=== Records for this exercise ===
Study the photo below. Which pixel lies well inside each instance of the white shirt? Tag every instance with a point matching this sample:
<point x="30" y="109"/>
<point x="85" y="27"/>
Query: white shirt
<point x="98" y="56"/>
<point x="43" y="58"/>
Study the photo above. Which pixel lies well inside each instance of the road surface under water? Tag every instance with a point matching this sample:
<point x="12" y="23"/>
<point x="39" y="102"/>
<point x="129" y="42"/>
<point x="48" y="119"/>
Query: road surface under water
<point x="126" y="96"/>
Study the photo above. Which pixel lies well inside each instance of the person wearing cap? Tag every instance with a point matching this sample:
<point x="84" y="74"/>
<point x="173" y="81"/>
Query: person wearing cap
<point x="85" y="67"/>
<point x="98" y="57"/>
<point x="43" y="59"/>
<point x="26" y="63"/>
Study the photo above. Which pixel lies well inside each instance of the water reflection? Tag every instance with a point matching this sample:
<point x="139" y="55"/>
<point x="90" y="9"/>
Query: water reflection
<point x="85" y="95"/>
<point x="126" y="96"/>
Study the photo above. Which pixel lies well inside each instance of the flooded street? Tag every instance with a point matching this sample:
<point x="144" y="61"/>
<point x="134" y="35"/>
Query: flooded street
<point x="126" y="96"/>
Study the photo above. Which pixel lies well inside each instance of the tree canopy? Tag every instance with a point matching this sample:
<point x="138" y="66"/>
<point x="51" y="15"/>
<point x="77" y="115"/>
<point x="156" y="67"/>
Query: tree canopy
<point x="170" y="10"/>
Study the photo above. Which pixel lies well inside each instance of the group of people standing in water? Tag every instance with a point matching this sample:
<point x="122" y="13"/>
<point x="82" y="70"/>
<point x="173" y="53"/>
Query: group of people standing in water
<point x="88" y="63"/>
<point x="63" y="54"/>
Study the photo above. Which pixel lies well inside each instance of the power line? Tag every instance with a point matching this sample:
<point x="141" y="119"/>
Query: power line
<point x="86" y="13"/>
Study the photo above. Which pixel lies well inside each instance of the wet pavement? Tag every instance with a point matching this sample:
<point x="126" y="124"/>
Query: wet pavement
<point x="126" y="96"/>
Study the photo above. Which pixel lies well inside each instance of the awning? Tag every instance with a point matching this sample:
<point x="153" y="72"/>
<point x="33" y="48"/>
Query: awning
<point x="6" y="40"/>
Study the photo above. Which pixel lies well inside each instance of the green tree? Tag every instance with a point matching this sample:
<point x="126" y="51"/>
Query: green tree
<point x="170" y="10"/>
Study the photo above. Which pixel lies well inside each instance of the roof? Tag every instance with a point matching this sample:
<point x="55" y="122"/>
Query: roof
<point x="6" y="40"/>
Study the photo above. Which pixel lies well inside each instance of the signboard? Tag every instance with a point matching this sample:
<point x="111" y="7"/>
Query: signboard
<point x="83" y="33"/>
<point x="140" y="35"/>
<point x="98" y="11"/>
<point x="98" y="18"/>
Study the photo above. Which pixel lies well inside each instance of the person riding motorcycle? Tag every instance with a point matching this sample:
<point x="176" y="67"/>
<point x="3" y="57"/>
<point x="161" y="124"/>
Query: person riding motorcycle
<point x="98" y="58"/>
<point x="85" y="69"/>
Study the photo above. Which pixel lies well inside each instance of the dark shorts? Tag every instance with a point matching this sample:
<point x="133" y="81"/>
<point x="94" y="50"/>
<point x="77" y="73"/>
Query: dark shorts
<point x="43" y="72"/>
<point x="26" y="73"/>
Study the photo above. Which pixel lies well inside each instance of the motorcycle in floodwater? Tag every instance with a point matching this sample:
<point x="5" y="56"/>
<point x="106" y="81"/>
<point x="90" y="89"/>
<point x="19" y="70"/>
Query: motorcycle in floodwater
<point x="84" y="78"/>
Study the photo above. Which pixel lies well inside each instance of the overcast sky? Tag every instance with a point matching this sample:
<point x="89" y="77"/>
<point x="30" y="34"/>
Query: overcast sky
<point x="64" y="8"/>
===
Scale everything from the line containing "of the dark" down to the last of the lines above, repeating each line in full, requests included. Multiply the x and y coordinates of the points given as answers by 1.3 and round them to whole numbers, with halves rounding up, while the points inside the requests stay unchanged.

Answer to the exercise
Study the photo above. Which pixel lies well inside each instance of the dark shorts? Tag every instance with a point matching this sample:
<point x="133" y="81"/>
<point x="94" y="50"/>
<point x="77" y="73"/>
Query: dark shorts
<point x="56" y="94"/>
<point x="34" y="95"/>
Study the photo above. Which pixel lies well inside each instance of the motorcycle in floodwater? Tag every instance with a point matching this sample:
<point x="5" y="56"/>
<point x="106" y="81"/>
<point x="90" y="89"/>
<point x="19" y="70"/>
Query: motorcycle in floodwater
<point x="109" y="101"/>
Study the photo above. Which pixel lies well inside each instance of the overcast sky? Tag every instance with a point matching this sample:
<point x="89" y="77"/>
<point x="30" y="34"/>
Query: overcast sky
<point x="83" y="10"/>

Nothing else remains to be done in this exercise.